**Auftrag**
Schreib den Konzertbericht aus Chemnitz von „Was bleibt?“ bis einschließlich „Landes und #wirsindmehr.“ ab. Benenne dabei „Solidarität“ in „Zusammenhalt“ um.

**Vorliegender Text**
----------------
Den Abschluss bildeten Die Toten Hosen, die Fans aus der ganzen Republik angelockt hatten. Überall sah man Tote-Hosen-Beutel und -Shirts. Campino betonte die Zugehörigkeit Düsseldorfs, die Heimatstadt der Band, zur Partnerstadt Chemnitz und die diversen Unterschiedlichkeiten und Gemeinsamkeiten, die alle Anwesenden an dem Abend verbindet. Ihm war es ein Anliegen, die Leute darauf einzuschwören, dass sie gemeinsam stärker sind. Die positive Resonanz aus dem Publikum unterstrich seine Worte und die entzündeten Bengalischen Feuer ließen keinen Zweifel mehr daran auf einem waschechten Toten-Hosen-Konzert zu sein.

Ganz am Ende kündigte Campino unter Gelächter die einzig wahren Musiker an und Rod Gonzalez, Bassist der Ärzte, sowie Arnim Teutoburg-Weiß, Frontmann der Beatsteaks betraten zum letzten Song die Bühne. Gemeinsam brüllten die Zuschauer*innen und drei vereinte Bands den Ärzte-Song Schrei nach Liebe.

Was bleibt?

Die Unterschiedlichkeiten von denen Campino sprach, waren auch auf den Straßen sichtbar. Junge und alte, weit Hergereiste und Chemnitzer*innen, Familien, Rentner*innen, Studierende und Schüler*innen, Grüne, Linke, Bürgerliche. Eine bunte Mischung, die sicherlich alle aus den unterschiedlichsten Beweggründen in die Stadt kamen. Doch eins war unverkennbar klar: Solidarität kennt keine Grenzen und keine Herkunft.

Ob ein Soli-Konzert gegen Rechts am Ende reicht, um die Menschen nachhaltig abzuholen und die #wirsindmehr-Rufe in den nächsten Wochen nicht verstummen zu lassen, bleibt abzuwarten. Doch schaffte es jeder Act an diesem Abend die Botschaft unmissverständlich zu transportieren: Wir sind gegen rechte Gewalt auf den Straßen unseres Landes und #wirsindmehr.
----------------
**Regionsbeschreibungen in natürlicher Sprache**
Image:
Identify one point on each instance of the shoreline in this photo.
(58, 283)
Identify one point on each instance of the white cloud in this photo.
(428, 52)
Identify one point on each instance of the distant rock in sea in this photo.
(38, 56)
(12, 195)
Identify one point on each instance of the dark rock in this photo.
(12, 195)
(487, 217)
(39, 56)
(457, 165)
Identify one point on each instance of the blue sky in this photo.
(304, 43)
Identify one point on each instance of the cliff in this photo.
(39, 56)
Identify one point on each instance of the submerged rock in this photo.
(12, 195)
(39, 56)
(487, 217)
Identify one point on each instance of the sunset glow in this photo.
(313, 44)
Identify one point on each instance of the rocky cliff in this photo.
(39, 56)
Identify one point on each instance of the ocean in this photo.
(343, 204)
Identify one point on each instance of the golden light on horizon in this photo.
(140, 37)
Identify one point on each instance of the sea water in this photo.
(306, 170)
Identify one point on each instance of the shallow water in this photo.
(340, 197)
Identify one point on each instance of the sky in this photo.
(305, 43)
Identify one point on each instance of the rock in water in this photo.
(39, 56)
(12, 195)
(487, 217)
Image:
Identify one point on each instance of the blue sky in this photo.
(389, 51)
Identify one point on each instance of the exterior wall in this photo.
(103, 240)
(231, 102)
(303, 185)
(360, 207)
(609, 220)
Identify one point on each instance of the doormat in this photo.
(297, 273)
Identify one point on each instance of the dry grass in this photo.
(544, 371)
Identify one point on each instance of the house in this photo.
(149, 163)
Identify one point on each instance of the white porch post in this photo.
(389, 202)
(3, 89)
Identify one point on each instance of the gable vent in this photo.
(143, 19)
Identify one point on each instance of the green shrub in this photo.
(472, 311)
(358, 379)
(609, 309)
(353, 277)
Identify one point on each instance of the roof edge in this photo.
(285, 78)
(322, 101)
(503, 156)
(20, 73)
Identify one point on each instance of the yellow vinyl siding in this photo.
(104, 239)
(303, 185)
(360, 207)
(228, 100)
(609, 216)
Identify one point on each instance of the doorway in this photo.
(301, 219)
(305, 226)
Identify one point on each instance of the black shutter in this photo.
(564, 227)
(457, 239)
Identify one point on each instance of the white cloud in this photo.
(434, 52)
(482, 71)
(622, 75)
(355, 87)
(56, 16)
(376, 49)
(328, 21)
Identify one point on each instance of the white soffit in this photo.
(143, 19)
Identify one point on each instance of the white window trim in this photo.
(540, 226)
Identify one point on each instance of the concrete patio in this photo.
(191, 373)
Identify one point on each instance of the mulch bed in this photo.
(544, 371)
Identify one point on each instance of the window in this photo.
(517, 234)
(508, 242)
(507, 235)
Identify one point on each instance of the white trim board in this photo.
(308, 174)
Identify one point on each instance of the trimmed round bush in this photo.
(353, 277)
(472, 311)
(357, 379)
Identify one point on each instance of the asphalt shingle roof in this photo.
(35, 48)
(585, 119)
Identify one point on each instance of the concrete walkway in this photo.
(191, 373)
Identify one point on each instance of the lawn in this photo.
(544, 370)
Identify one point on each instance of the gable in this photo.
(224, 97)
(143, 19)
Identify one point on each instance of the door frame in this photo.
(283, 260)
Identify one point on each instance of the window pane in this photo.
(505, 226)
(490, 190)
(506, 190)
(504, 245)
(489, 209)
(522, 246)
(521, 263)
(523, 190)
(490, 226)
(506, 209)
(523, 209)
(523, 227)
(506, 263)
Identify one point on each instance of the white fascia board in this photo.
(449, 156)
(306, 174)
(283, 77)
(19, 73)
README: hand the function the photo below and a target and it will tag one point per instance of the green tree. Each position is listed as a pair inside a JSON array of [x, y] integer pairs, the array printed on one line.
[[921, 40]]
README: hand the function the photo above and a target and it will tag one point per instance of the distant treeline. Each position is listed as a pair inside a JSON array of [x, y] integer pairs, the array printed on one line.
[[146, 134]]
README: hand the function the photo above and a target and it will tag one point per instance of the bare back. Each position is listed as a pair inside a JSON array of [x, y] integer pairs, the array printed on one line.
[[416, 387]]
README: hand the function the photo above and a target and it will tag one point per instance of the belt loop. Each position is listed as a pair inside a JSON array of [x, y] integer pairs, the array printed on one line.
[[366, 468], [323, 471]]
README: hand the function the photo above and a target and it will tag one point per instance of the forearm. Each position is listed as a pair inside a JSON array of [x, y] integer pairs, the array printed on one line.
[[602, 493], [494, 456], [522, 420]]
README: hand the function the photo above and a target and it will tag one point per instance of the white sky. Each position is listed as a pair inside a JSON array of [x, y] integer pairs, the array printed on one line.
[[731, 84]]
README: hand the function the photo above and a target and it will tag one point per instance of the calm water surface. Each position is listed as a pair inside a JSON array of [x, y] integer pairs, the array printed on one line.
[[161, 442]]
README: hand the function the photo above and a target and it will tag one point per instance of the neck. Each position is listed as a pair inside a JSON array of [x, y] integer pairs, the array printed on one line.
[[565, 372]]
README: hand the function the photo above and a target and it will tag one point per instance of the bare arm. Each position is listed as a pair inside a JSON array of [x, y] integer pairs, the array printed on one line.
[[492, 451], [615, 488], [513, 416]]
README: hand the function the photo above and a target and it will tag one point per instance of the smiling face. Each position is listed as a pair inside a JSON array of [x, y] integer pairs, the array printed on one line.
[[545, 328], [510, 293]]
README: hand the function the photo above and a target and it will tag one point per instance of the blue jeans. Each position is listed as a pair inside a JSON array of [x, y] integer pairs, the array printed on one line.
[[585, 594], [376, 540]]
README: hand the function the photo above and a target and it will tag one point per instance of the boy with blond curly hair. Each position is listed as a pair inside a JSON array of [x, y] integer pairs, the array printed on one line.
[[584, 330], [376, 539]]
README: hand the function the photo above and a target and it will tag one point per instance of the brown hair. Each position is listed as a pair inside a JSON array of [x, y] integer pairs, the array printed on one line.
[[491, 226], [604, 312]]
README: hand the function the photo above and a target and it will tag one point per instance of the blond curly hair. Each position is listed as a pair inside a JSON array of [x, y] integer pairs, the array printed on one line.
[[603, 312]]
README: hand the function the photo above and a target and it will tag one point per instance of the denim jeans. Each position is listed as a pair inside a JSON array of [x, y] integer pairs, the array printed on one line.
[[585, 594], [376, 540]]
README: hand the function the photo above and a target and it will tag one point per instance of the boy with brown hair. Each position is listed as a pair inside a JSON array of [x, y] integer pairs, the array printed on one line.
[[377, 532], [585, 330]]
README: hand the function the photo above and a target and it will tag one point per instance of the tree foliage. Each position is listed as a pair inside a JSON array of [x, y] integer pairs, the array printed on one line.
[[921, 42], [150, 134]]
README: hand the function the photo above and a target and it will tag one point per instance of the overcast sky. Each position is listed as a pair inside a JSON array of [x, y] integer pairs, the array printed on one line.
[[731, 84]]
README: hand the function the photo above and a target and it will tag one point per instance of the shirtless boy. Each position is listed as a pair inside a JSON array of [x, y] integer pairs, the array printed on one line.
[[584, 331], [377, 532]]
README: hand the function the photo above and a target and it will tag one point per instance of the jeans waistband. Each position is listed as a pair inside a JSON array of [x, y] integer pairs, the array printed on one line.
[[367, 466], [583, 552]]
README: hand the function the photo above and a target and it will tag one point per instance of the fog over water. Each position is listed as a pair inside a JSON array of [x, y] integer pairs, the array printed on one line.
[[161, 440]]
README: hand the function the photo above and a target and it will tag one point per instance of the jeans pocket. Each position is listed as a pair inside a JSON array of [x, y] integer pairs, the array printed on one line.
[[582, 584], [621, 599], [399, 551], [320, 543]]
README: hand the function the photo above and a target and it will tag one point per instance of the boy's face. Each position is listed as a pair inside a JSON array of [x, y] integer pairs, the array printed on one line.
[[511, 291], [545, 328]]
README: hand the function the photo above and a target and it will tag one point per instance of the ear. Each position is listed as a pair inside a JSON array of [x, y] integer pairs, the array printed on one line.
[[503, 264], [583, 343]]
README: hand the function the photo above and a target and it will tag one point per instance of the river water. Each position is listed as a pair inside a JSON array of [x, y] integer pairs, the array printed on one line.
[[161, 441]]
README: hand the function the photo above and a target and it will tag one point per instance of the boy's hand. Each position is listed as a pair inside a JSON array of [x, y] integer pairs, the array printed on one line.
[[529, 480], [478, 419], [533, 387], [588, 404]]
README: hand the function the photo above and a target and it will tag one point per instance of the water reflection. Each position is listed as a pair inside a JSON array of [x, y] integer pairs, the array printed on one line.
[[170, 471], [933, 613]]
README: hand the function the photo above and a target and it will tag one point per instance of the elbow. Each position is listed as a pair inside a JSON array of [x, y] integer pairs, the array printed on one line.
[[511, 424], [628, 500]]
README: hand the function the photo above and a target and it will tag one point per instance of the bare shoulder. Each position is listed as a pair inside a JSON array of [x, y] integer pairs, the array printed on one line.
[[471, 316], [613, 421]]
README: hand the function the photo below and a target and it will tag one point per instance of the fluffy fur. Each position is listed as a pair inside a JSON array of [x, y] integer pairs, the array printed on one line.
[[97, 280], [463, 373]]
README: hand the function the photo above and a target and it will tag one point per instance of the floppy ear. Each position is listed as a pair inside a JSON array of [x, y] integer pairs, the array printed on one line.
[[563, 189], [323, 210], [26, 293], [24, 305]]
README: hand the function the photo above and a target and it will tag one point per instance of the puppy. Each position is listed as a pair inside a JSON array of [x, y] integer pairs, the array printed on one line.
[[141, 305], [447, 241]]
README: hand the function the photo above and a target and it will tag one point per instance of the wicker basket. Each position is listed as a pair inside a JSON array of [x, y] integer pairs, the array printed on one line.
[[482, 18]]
----------------
**Ergebnis**
Was bleibt?

Die Unterschiedlichkeiten von denen Campino sprach, waren auch auf den Straßen sichtbar. Junge und alte, weit Hergereiste und Chemnitzer*innen, Familien, Rentner*innen, Studierende und Schüler*innen, Grüne, Linke, Bürgerliche. Eine bunte Mischung, die sicherlich alle aus den unterschiedlichsten Beweggründen in die Stadt kamen. Doch eins war unverkennbar klar: Zusammenhalt kennt keine Grenzen und keine Herkunft.

Ob ein Soli-Konzert gegen Rechts am Ende reicht, um die Menschen nachhaltig abzuholen und die #wirsindmehr-Rufe in den nächsten Wochen nicht verstummen zu lassen, bleibt abzuwarten. Doch schaffte es jeder Act an diesem Abend die Botschaft unmissverständlich zu transportieren: Wir sind gegen rechte Gewalt auf den Straßen unseres Landes und #wirsindmehr.